Chillán e Pucón atraem aventureiros também no verão

“Aqui no inverno parece o Brasil”, diz Jorge, o motorista. Eu penso nos metros de neve que caem todos os anos nos arredores de Chillán e considero a comparação complicada. “Só se ouve português!”, ele completa. Agora faz sentido. O brasileiro é atraído pelo frio e pelo esqui das principais cidades turísticas do sul do Chile, especialmente Chillán e Pucón. Mas os atrativos de verão de ambos os lugares são motivos igualmente fortes para se tornarem sua próxima viagem entre novembro e março.

Mais prático que viajar de avião até Concepción e depois passar duas horas e meia no carro cruzando horizontalmente o país para chegar ao Gran Hotel Termas de Chillán é comprar uma passagem Santiago-Chillán pela empresa Terra Sur. As cinco horas em trem passam rápido por conta do conforto e da paisagem: os Andes são fiéis companheiros através da janela. A outra hora e vinte para subir da estação em Chillán até o hotel igualmente voa enquanto observo as plantações de cereja e escuto a Romeo Santos pela rádio, a bachata que invariavelmente toca em toda parte.

• **TAREFA OBRIGATÓRIA A**: Reproduza o texto sobre Chillán e Pucón no trecho que vai de "Chillán e Pucón atraem" até "novembro e março.", trocando "motorista" por "taxista".
O texto e a listagem são materiais independentes entre si.

• **DADOS DA TAREFA**:
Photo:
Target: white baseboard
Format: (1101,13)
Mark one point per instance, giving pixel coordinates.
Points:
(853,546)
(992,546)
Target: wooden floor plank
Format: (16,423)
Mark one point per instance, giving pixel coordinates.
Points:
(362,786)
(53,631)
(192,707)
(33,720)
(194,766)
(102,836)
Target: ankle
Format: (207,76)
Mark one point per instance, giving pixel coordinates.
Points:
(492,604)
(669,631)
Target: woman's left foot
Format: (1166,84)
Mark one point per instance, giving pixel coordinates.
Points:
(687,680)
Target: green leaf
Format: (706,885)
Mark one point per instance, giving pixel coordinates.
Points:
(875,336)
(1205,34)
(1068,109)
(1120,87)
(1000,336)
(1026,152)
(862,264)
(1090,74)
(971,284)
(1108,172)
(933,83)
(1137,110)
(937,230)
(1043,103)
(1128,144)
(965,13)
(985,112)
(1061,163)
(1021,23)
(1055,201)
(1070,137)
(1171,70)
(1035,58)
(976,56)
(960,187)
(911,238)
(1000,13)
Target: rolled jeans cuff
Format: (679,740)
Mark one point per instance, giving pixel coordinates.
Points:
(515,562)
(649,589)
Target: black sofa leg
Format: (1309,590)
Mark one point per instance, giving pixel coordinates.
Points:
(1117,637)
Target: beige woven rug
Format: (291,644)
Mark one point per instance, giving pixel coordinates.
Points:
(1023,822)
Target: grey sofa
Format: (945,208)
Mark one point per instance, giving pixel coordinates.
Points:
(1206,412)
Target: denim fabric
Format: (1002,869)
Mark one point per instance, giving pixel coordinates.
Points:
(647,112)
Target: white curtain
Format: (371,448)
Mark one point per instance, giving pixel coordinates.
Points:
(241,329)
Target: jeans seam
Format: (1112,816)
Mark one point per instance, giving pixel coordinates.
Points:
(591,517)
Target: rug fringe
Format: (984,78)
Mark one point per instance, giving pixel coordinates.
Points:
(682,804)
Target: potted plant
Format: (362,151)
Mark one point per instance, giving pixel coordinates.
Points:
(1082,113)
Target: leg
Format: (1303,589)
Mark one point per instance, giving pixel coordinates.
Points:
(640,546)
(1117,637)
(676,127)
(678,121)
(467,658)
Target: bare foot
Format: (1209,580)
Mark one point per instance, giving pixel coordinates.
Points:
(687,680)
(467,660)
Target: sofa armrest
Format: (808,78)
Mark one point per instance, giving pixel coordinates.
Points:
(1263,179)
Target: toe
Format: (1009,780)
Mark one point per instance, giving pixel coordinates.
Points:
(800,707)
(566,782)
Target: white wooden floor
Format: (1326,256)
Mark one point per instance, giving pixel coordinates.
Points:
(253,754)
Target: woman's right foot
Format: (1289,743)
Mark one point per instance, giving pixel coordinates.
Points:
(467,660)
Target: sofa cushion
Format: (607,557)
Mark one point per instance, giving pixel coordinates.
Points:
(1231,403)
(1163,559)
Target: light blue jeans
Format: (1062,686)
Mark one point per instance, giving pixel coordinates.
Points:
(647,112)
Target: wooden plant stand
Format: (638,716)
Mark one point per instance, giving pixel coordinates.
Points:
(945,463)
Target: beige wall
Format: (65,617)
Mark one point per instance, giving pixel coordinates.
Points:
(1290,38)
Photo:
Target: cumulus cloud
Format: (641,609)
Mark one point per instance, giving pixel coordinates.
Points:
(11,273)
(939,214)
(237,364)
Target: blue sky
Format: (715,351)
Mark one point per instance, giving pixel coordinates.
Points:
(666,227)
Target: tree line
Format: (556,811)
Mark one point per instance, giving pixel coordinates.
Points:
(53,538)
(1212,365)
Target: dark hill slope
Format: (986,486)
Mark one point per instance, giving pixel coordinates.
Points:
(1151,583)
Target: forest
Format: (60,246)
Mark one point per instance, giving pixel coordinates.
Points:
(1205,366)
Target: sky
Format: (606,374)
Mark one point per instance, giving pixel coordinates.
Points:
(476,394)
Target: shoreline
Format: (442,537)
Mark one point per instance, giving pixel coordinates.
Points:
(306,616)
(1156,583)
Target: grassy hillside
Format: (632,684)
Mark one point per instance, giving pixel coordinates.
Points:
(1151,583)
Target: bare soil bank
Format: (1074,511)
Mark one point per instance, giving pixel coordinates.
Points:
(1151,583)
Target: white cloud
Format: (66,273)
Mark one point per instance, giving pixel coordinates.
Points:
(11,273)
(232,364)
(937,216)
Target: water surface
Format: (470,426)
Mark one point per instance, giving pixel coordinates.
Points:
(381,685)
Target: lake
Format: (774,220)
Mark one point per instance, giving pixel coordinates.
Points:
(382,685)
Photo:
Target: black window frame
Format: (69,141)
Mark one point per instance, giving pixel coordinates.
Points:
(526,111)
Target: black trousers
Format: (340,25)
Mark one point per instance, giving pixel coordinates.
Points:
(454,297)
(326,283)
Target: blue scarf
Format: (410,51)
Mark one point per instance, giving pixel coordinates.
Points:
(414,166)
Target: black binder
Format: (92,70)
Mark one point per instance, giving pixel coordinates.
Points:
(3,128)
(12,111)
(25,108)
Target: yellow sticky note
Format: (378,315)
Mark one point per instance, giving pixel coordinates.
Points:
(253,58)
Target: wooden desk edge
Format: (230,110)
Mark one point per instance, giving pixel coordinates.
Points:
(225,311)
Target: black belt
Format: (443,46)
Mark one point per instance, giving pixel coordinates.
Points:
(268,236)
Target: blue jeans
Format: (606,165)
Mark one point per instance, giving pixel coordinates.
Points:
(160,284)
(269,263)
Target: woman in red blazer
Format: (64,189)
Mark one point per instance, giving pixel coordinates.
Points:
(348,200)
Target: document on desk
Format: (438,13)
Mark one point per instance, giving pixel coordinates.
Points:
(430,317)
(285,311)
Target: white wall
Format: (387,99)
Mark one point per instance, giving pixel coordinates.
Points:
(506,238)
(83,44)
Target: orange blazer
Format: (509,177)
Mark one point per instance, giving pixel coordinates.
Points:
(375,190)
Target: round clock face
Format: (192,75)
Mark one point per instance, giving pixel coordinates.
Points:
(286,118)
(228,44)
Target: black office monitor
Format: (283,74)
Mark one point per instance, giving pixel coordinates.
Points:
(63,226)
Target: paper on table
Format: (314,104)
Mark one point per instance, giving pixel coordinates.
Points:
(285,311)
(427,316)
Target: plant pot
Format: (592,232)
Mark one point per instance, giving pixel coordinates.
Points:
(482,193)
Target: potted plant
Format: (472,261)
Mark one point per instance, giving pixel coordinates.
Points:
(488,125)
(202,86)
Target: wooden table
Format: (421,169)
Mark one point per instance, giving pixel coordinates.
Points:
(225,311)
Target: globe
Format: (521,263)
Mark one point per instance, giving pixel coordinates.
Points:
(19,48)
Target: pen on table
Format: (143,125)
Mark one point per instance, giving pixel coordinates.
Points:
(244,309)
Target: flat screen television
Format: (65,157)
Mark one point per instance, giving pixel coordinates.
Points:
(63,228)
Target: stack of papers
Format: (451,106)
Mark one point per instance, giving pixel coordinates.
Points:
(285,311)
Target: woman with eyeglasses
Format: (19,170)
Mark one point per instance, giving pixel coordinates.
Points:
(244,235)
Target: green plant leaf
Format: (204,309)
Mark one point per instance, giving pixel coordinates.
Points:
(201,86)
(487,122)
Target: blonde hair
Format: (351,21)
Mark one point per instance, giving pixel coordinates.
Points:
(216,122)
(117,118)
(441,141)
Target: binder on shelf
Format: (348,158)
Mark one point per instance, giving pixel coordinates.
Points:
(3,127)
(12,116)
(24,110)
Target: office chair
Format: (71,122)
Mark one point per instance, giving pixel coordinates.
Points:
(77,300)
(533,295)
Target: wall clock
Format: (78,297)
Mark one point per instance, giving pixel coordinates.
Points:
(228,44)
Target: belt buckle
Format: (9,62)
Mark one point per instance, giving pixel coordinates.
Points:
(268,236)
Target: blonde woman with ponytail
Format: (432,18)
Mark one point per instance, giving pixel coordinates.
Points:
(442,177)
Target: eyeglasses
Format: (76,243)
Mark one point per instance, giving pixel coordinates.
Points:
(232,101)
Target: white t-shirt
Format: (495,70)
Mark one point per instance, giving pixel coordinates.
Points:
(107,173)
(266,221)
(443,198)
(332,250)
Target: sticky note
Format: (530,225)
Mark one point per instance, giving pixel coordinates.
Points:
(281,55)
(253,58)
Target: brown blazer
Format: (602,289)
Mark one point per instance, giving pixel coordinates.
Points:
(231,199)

• **TAREFA OBRIGATÓRIA B**: Conte quantas linhas da listagem contêm a sequência "white", diferenciando maiúsculas de minúsculas. Responda só com o número.

• **RESPOSTA DO EXERCÍCIO A**:
Chillán e Pucón atraem aventureiros também no verão

“Aqui no inverno parece o Brasil”, diz Jorge, o taxista. Eu penso nos metros de neve que caem todos os anos nos arredores de Chillán e considero a comparação complicada. “Só se ouve português!”, ele completa. Agora faz sentido. O brasileiro é atraído pelo frio e pelo esqui das principais cidades turísticas do sul do Chile, especialmente Chillán e Pucón. Mas os atrativos de verão de ambos os lugares são motivos igualmente fortes para se tornarem sua próxima viagem entre novembro e março.

• **RESPOSTA DO EXERCÍCIO B**: 6